最近在开发公司得基于用户行为日志,分析某个城市那个地方打开得app多,那个地方入住酒店多,该功能可以知道城市得热门地方,和那个地方开酒店比较火
由于公司得日志,是放在mysql数据库中,而且没有单个用户是访问的城市字段,只有当前用户的经纬度和搜索的经纬度,如果通过百度的API去获得城市酒店的话,百度API不会让调用那么多次,于是想到通过经纬度去得到基于hash的值,通过该值的不同位数,来确定是否属于该城市
代码如下:
private static int numbits = 6 * 5;
final static char[] digits = { '0', '1', '2', '3', '4', '5', '6', '7', '8',
'9', 'b', 'c', 'd', 'e', 'f', 'g', 'h', 'j', 'k', 'm', 'n', 'p',
'q', 'r', 's', 't', 'u', 'v', 'w', 'x', 'y', 'z' };
final static HashMap<Character, Integer> lookup = new HashMap<Character, Integer>();
static {
int i = 0;
for (char c : digits)

________________

- _任务要求_
请照录原文中以含有“最近在开发公司得基于用户行为”的字句开头、至“c : digits)”结束的部分，并将其中的“digits”一律重命名为“alphabet”。

- _给定数据_
________________

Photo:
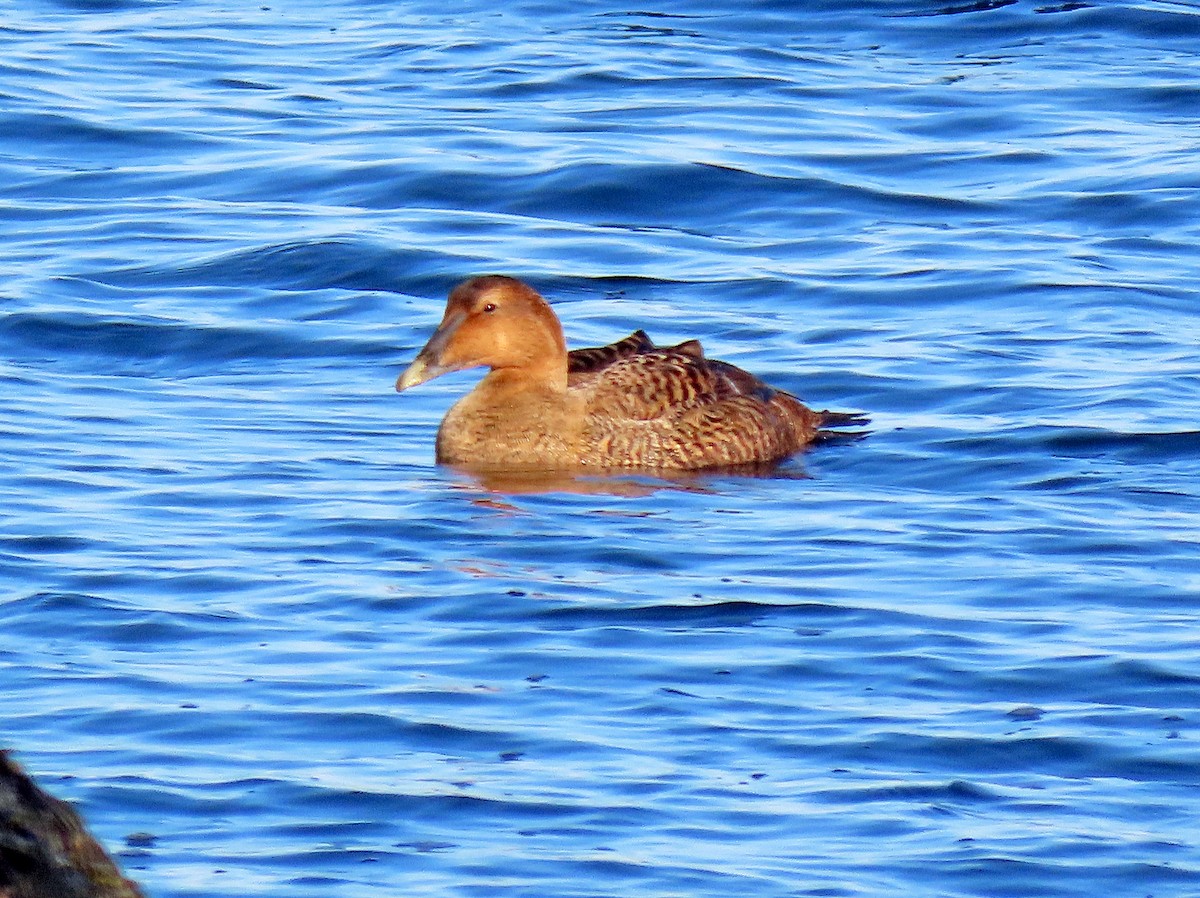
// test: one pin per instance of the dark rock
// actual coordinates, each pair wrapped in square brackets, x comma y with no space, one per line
[46,851]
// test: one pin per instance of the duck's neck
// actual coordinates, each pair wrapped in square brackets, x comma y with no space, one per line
[547,377]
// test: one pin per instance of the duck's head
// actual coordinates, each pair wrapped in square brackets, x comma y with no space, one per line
[495,322]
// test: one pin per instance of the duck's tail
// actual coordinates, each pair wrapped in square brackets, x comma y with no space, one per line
[840,419]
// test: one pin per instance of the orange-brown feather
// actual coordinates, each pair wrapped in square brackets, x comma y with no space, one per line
[629,405]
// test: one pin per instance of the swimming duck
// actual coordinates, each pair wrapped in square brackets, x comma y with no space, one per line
[630,405]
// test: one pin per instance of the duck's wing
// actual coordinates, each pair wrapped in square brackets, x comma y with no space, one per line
[597,358]
[673,408]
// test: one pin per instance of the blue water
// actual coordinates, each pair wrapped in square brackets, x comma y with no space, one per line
[247,622]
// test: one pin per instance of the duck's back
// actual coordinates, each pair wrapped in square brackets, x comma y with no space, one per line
[673,408]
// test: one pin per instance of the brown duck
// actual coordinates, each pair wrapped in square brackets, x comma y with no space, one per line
[630,405]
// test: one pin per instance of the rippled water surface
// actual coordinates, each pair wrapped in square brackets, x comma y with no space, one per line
[244,615]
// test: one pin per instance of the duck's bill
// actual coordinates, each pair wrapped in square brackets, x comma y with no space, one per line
[429,363]
[420,371]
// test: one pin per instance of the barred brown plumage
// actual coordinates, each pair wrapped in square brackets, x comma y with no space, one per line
[628,405]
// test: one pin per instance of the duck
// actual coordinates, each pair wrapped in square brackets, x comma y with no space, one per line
[630,405]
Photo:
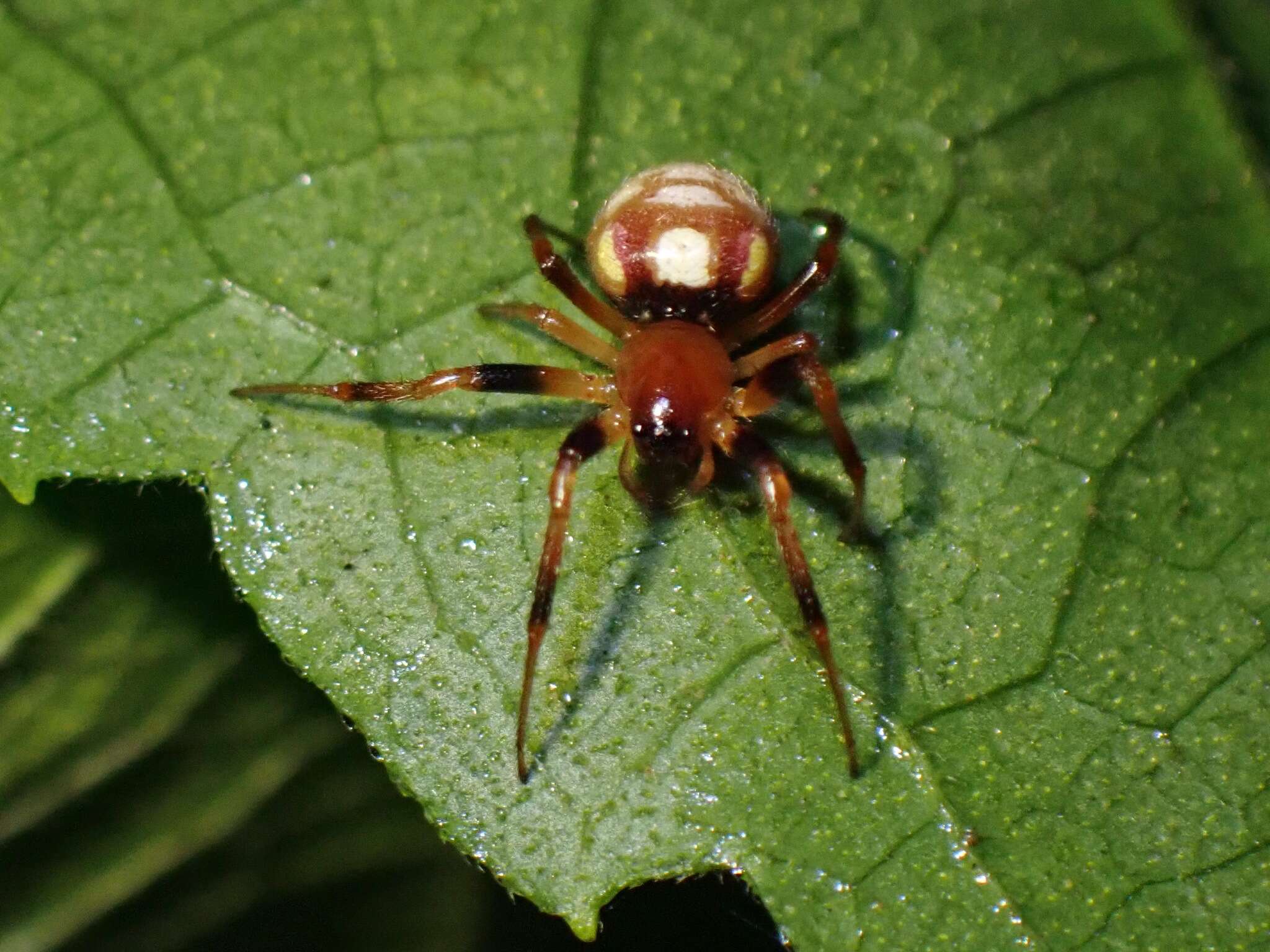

________________

- _本题结果_
最近在开发公司得基于用户行为日志,分析某个城市那个地方打开得app多,那个地方入住酒店多,该功能可以知道城市得热门地方,和那个地方开酒店比较火
由于公司得日志,是放在mysql数据库中,而且没有单个用户是访问的城市字段,只有当前用户的经纬度和搜索的经纬度,如果通过百度的API去获得城市酒店的话,百度API不会让调用那么多次,于是想到通过经纬度去得到基于hash的值,通过该值的不同位数,来确定是否属于该城市
代码如下:
private static int numbits = 6 * 5;
final static char[] alphabet = { '0', '1', '2', '3', '4', '5', '6', '7', '8',
'9', 'b', 'c', 'd', 'e', 'f', 'g', 'h', 'j', 'k', 'm', 'n', 'p',
'q', 'r', 's', 't', 'u', 'v', 'w', 'x', 'y', 'z' };
final static HashMap<Character, Integer> lookup = new HashMap<Character, Integer>();
static {
int i = 0;
for (char c : alphabet)